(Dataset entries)
--- START ---

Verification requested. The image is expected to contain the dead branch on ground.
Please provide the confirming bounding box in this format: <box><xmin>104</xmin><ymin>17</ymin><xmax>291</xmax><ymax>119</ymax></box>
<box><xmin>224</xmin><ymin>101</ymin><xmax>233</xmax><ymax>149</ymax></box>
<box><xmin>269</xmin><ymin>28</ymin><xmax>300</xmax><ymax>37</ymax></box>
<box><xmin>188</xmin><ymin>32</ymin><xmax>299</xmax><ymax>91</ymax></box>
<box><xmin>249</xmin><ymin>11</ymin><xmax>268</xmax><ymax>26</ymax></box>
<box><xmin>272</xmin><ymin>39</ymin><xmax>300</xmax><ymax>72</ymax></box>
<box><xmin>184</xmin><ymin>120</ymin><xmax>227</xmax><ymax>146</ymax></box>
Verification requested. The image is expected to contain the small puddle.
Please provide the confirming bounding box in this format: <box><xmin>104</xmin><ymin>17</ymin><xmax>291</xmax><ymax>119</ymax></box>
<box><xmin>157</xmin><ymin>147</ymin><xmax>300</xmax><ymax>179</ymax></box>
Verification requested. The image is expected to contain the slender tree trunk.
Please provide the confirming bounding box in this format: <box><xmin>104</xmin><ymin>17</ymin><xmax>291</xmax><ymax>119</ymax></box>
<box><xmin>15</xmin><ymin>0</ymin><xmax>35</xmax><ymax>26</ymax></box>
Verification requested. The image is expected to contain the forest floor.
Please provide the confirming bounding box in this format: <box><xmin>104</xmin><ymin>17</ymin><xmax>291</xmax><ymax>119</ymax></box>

--- END ---

__PROBLEM DESCRIPTION__.
All of the data needs to be repeated exactly.

__COMPLETED EXERCISE__.
Verification requested. The image is expected to contain the dead branch on ground.
Please provide the confirming bounding box in this format: <box><xmin>104</xmin><ymin>17</ymin><xmax>291</xmax><ymax>119</ymax></box>
<box><xmin>224</xmin><ymin>101</ymin><xmax>233</xmax><ymax>149</ymax></box>
<box><xmin>269</xmin><ymin>28</ymin><xmax>300</xmax><ymax>37</ymax></box>
<box><xmin>188</xmin><ymin>32</ymin><xmax>299</xmax><ymax>91</ymax></box>
<box><xmin>249</xmin><ymin>11</ymin><xmax>268</xmax><ymax>26</ymax></box>
<box><xmin>272</xmin><ymin>39</ymin><xmax>300</xmax><ymax>72</ymax></box>
<box><xmin>184</xmin><ymin>120</ymin><xmax>227</xmax><ymax>146</ymax></box>
Verification requested. The image is expected to contain the small puddle.
Please provide the confirming bounding box in this format: <box><xmin>104</xmin><ymin>17</ymin><xmax>291</xmax><ymax>119</ymax></box>
<box><xmin>157</xmin><ymin>147</ymin><xmax>300</xmax><ymax>179</ymax></box>
Verification requested. The image is expected to contain the slender tree trunk.
Please provide the confirming bounding box in this format: <box><xmin>104</xmin><ymin>17</ymin><xmax>291</xmax><ymax>119</ymax></box>
<box><xmin>15</xmin><ymin>0</ymin><xmax>35</xmax><ymax>26</ymax></box>
Verification requested. The image is expected to contain the forest floor.
Please provide the confirming bounding box in this format: <box><xmin>104</xmin><ymin>17</ymin><xmax>291</xmax><ymax>119</ymax></box>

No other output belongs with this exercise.